>>>>

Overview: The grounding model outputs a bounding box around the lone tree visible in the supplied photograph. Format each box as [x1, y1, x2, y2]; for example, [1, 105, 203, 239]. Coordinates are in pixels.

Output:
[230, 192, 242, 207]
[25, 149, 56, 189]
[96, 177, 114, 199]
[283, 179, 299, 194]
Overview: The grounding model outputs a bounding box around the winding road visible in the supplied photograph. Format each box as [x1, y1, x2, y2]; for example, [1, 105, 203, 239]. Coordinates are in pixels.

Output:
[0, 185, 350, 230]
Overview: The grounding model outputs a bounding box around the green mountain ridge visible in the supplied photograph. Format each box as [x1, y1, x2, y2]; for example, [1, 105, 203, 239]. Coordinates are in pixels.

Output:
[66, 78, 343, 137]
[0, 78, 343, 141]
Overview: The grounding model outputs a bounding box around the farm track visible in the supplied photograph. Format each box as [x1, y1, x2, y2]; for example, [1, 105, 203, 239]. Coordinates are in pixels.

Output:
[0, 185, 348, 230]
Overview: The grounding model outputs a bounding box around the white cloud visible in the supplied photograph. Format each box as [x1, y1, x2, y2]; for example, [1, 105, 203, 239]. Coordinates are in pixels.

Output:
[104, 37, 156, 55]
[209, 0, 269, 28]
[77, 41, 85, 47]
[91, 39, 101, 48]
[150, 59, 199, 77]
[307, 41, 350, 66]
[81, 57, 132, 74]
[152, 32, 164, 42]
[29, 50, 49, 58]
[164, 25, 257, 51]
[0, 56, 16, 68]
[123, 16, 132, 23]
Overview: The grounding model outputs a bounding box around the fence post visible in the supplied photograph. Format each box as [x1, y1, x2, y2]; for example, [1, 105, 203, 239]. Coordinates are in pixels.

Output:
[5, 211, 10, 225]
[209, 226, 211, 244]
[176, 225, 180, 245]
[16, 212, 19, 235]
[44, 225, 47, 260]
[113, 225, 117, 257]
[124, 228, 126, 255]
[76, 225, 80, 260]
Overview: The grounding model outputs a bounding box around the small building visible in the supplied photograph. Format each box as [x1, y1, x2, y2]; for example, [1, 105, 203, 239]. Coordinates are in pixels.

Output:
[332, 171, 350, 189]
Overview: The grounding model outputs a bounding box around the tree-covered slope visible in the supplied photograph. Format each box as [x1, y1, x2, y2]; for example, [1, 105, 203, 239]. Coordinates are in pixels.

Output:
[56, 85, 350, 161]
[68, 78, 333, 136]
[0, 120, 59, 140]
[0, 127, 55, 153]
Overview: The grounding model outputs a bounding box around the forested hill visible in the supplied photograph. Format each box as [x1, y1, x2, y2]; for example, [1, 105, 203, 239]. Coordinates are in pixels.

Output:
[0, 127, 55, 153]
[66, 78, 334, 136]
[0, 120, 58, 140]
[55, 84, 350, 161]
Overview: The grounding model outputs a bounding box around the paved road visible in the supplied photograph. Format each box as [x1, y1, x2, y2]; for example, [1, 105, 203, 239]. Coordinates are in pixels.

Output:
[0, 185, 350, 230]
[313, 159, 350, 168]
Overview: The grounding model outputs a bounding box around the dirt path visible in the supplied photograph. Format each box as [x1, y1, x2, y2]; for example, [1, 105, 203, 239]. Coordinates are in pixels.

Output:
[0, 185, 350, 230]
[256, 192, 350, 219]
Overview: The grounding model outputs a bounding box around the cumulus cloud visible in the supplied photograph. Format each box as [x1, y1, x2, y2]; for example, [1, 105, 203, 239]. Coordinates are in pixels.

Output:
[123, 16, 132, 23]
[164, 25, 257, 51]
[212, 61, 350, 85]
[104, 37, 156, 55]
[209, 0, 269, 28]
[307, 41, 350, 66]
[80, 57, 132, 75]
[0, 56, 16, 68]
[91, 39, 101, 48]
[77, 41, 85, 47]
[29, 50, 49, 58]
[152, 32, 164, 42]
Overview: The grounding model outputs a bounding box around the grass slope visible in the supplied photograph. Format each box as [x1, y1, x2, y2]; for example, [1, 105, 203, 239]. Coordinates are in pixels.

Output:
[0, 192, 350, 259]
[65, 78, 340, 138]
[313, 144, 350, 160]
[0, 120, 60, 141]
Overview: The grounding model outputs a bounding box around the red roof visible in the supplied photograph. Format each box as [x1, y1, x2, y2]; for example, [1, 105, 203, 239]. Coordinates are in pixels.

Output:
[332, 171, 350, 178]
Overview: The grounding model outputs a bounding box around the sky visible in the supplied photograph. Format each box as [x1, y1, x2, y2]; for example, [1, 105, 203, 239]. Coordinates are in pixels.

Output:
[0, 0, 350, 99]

<<<<

Find every line in the entries above that contains the word "slope" and copy each of those lines.

Task solution:
Overview: The grounding model outputs a bounding box around the tree-covered slope visible in the supplied photograph. Format each box as [x1, y1, x2, y2]; for example, [1, 105, 203, 239]. Coordinates are in pixels.
Overview: The grounding model outputs a bounding box around the grass slope visible in the supplied photograph. Format each box as [x1, y1, x2, y2]; for example, [1, 105, 203, 239]. Coordinates are in pixels.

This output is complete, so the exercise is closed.